Stored data.
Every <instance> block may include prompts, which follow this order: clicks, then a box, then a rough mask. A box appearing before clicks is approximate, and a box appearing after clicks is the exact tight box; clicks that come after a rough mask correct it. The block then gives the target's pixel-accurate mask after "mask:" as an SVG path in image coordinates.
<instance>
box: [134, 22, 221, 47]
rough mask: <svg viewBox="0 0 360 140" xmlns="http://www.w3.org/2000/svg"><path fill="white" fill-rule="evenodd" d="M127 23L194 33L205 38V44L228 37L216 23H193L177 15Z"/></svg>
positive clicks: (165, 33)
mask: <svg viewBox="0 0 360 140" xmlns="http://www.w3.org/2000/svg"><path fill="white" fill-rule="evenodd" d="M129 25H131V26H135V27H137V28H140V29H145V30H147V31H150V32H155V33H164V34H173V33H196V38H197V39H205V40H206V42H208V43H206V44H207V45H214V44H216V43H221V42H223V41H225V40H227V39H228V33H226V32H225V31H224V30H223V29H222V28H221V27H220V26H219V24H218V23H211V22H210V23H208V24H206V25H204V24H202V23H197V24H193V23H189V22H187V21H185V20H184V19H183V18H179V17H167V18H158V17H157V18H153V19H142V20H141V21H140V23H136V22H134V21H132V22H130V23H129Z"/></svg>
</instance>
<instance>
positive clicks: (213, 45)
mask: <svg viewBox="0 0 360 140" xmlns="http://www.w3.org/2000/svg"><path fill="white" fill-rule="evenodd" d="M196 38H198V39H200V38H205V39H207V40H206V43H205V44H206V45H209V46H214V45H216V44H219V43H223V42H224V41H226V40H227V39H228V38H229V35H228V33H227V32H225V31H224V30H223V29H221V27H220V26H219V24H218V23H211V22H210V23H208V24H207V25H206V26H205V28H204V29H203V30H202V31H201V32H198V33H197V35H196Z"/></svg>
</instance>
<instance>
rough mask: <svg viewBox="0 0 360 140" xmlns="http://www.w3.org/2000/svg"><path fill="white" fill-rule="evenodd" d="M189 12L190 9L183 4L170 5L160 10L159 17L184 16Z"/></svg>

Problem requirements. Your reply should be nothing but the lines from the one containing "positive clicks: (165, 33)" through the last line above, copied exactly; please include both ends.

Task response.
positive clicks: (165, 33)
mask: <svg viewBox="0 0 360 140" xmlns="http://www.w3.org/2000/svg"><path fill="white" fill-rule="evenodd" d="M129 25H131V26H135V27H137V28H140V29H145V30H147V31H150V32H155V33H164V34H173V33H196V38H197V39H205V40H206V42H208V43H206V44H207V45H214V44H216V43H221V42H223V41H225V40H227V39H228V33H226V32H225V31H224V30H223V29H222V28H221V27H220V26H219V24H218V23H211V22H210V23H208V24H206V25H204V24H202V23H197V24H193V23H189V22H187V21H185V20H184V19H183V18H179V17H167V18H158V17H157V18H153V19H142V20H141V21H140V23H136V22H134V21H132V22H130V23H129Z"/></svg>
</instance>
<instance>
positive clicks: (213, 45)
mask: <svg viewBox="0 0 360 140" xmlns="http://www.w3.org/2000/svg"><path fill="white" fill-rule="evenodd" d="M196 38H198V39H200V38H205V39H207V40H206V43H205V44H206V45H209V46H214V45H216V44H219V43H223V42H224V41H226V40H227V39H228V38H229V35H228V33H227V32H225V31H224V30H223V29H221V27H220V26H219V24H218V23H211V22H210V23H208V24H207V25H206V26H205V28H204V29H203V30H202V31H201V32H198V33H197V35H196Z"/></svg>
</instance>
<instance>
rough mask: <svg viewBox="0 0 360 140" xmlns="http://www.w3.org/2000/svg"><path fill="white" fill-rule="evenodd" d="M189 12L190 9L183 4L170 5L160 10L159 17L184 16Z"/></svg>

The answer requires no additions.